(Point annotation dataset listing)
--

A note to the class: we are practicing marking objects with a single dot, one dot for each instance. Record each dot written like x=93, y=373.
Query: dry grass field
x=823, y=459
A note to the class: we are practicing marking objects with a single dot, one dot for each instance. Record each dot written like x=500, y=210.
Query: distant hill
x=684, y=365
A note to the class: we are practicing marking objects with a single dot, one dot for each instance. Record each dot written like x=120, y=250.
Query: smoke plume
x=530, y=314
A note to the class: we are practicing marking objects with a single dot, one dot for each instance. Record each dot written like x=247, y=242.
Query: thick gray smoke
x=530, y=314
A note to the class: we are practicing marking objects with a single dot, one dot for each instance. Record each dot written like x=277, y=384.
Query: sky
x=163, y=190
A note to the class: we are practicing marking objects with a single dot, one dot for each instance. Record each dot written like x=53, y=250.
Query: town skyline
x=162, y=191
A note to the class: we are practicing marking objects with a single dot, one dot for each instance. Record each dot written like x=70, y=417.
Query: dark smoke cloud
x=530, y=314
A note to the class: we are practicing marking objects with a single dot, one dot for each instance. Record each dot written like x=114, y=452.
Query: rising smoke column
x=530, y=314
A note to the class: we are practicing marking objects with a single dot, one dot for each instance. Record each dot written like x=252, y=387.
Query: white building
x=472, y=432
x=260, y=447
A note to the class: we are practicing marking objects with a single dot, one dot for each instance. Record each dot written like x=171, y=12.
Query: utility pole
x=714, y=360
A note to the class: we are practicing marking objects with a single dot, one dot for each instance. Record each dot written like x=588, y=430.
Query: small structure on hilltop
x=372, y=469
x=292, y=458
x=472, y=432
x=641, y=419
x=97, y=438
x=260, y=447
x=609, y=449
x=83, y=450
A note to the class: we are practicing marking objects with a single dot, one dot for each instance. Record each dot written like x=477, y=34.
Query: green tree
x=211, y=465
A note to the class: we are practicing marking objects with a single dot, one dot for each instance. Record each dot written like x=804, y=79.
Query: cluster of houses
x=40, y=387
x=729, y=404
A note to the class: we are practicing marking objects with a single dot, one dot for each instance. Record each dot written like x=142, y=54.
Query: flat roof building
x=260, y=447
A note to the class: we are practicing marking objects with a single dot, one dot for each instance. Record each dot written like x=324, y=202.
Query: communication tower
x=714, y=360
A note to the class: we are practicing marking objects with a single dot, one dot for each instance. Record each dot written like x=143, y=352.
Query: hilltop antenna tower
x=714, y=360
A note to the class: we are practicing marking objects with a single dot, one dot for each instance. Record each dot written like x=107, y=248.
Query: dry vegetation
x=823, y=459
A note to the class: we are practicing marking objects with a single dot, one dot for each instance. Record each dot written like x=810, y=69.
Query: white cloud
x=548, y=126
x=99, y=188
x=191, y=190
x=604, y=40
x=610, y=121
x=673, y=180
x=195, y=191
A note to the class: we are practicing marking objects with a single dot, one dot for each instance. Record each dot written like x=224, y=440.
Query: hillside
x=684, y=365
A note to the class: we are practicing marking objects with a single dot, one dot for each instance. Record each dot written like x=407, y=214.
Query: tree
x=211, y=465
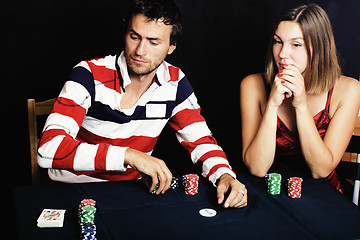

--

--- GIVEN REQUEST ---
Extract every line of the listing above, reproducing each one word for word. Leave the picture out.

--- ANSWER TO THE EXERCISE ---
A note to the class: we are practicing marking objects with a single dot, one dot for each instance. Record each dot written like x=93, y=373.
Query: dry grass field
x=823, y=459
A note to the class: we are practicing marking objects with a single dot, one dot for each instance. Record each dot written like x=500, y=210.
Query: distant hill
x=684, y=365
A note to the class: we are practicing marking objects with a single dot, one dot for each instance. Record each dot written like x=120, y=250.
Query: smoke plume
x=530, y=314
A note to the class: we are practicing marking objects with a single dot, one dot for each instance. Record each dot written like x=247, y=242.
Query: thick gray smoke
x=530, y=314
A note to the class: we are practicing marking objects with a single dot, one dot for each instance. Record each dot written like x=277, y=384.
Query: sky
x=163, y=190
A note to the class: we are practicing marking objects with a single dot, one dot for each instance. Record each dot written like x=53, y=250.
Query: town skyline
x=162, y=191
A note to the class: we are practicing marking objects with a single dot, one dot for each instance. Record each dot written like x=70, y=417.
Query: dark smoke cloud
x=530, y=314
A note to the class: we are practicing marking objects with a single dot, one dot for each instance. Record each dot written like x=114, y=452.
Query: rising smoke column
x=530, y=314
A note to the class: we are practicing marking objects with a single dot, one dot for each instance. Record each dot written like x=252, y=387.
Query: white building
x=472, y=432
x=260, y=447
A note to the class: we are practicing marking objects with a single dot, one dot for each instance. Record each dot written like x=171, y=12.
Query: utility pole
x=714, y=360
A note to the class: we are practicing marking objects with a single dot, one dot for each instance. Record each dot written like x=588, y=430.
Query: small structure on hilltop
x=372, y=469
x=292, y=458
x=472, y=432
x=641, y=419
x=97, y=438
x=260, y=447
x=609, y=449
x=83, y=450
A note to the class: we are practicing marking objects with a single dot, one dot for each instance. Record each dot written like x=477, y=34.
Query: green tree
x=211, y=465
A note to the class: we are practicing marking objects with a single dot, one dot for each instance. Record each dot written like x=804, y=79.
Query: cluster of houses
x=40, y=387
x=729, y=404
A note to the class: we are practicing marking objects with a single dot, one dot for each instance. Record each dot written like x=142, y=54.
Query: flat roof building
x=260, y=447
A note to the class: we are practicing marking objects with a single dot, one dot for each instance. Record each dot written like x=324, y=202.
Query: communication tower
x=714, y=360
A note to the class: we are practicing marking objects with a single dot, one dot for each instance. Record each dot written like x=143, y=352.
Query: hilltop antenna tower
x=714, y=360
A note to the class: we are practicing marking objects with a single dot, one dot for each instance. Record each dot written like x=107, y=248.
Query: dry vegetation
x=823, y=459
A note to the class: we are practicing marking objects with a single dot, one dot for each instance. Record each dot written like x=810, y=69.
Query: white cloud
x=548, y=126
x=99, y=188
x=191, y=190
x=604, y=40
x=610, y=121
x=673, y=180
x=195, y=191
A note to the class: we are practicing marking objects with a single dot, one dot for each instance. Record each dot written like x=224, y=440.
Query: hillside
x=684, y=365
A note to the class: we are practicing marking objects with a single dot, one dot for each instance. Record each dot written like x=407, y=214.
Query: tree
x=211, y=465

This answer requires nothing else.